• Excerpt:
--- Start ---
Over the past few Thursdays, I have been highlighting the 15 annual CPO/State of Procurement reports that I have written. In November 2012, we published CPO Rising 2012: Keeping Score a report that looked at procurement performance measurement and the strategies that different CPOs and enterprises use to score it.  After all, even today, scoring procurement performance can be as complex and nuanced as the value that the function delivers; linking that performance to overall business objectives and results can be even more difficult. Nonetheless, it is incumbent upon CPOs to “keep score” of their team’s performance and use that opportunity to develop a set of metrics that can help procurement departments prioritize and focus their resources, track and improve their performance, and communicate how their work and results support enterprise objectives and what they plan to achieve in the future. This is the report that introduced the CPO Scorecard™ that many procurement departments used to de-emphasize the importance of savings and present a more balanced way to evaluate a procurement operation.
--- End ---
• Given task 1: Translate this sentence from the procurement passage into Spanish: "Over the past few Thursdays, I have been highlighting the 15 annual CPO/State of Procurement reports that I have written."
• Given task 2: Write a continuation of the procurement passage, starting right after its final sentence.

• Provided information:
--- Start ---
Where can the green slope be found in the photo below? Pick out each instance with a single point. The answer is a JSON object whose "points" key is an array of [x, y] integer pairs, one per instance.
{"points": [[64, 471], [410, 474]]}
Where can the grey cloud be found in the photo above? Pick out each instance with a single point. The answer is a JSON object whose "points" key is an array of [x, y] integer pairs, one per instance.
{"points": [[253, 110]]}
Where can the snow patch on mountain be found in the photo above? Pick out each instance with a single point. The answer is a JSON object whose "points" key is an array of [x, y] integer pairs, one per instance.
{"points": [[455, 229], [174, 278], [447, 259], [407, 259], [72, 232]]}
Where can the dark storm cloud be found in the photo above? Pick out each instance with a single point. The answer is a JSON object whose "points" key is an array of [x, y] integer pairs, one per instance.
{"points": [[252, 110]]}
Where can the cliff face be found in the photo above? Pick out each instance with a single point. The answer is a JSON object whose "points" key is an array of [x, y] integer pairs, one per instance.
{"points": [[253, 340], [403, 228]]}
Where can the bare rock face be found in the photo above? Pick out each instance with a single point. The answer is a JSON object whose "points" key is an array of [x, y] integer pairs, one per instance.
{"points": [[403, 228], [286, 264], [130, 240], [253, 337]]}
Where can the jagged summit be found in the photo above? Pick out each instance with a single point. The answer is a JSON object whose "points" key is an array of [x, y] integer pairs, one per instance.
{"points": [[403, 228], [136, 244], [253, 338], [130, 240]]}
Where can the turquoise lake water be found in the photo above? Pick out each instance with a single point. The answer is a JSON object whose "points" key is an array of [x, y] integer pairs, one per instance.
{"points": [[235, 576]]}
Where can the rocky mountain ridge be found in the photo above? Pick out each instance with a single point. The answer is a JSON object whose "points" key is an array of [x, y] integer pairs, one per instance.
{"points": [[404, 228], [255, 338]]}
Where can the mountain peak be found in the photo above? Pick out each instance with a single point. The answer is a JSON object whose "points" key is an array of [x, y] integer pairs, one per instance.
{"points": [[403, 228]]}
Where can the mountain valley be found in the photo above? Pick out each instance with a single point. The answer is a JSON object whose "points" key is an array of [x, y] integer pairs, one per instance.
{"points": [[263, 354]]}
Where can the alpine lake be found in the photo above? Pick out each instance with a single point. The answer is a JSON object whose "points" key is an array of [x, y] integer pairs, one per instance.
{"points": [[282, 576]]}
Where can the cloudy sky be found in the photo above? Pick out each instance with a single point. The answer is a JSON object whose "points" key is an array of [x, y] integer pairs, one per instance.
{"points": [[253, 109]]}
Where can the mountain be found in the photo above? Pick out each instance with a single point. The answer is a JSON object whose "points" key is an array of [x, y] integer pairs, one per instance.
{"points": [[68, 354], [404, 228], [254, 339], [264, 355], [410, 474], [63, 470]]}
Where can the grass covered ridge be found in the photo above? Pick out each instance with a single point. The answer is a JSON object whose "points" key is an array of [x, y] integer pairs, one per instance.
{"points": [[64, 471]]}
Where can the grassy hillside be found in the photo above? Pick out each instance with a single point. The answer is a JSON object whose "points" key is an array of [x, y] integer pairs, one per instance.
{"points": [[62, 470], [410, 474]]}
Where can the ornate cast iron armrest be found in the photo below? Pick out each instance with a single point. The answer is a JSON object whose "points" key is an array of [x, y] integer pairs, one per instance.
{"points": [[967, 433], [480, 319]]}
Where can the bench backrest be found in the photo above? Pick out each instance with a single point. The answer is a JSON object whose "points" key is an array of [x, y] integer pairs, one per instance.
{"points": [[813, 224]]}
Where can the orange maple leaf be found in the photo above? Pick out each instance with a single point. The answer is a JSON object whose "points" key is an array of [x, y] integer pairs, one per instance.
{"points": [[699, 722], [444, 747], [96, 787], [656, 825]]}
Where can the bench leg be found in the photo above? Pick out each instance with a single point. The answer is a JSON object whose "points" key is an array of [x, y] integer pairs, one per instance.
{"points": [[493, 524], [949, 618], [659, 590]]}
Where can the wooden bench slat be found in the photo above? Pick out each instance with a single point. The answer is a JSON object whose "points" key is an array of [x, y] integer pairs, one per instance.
--- End ---
• Response 1: Durante los últimos jueves, he estado destacando los 15 informes anuales CPO/State of Procurement que he escrito.

• Response 2:
Here are a few excerpts:

Businesses measure their revenues and profits for a reason – because they matter. These numbers matter to employees, they matter to owners and shareholders, and they matter to customers and suppliers. The bottom line numbers that get reported are a final “score” for a “game” that was played last quarter or last year. And, businesses, by and large, are playing that game to win. If they were not, they would not keep score. For Chief Procurement Officers (“CPOs”) and their departments, procurement results matter and they increasingly matter to the larger enterprise. Scoring procurement performance can be as complex and nuanced as the value that the function can deliver and linking that performance to overall business objectives and results can be even more difficult. Nonetheless, CPOs must keep score of their team’s performance and they should use the opportunity to develop a set of metrics that can help procurement prioritize and focus its resources, track and improve its performance, and help communicate the value that it delivers in support of enterprise objectives and what it plans to achieve in the future.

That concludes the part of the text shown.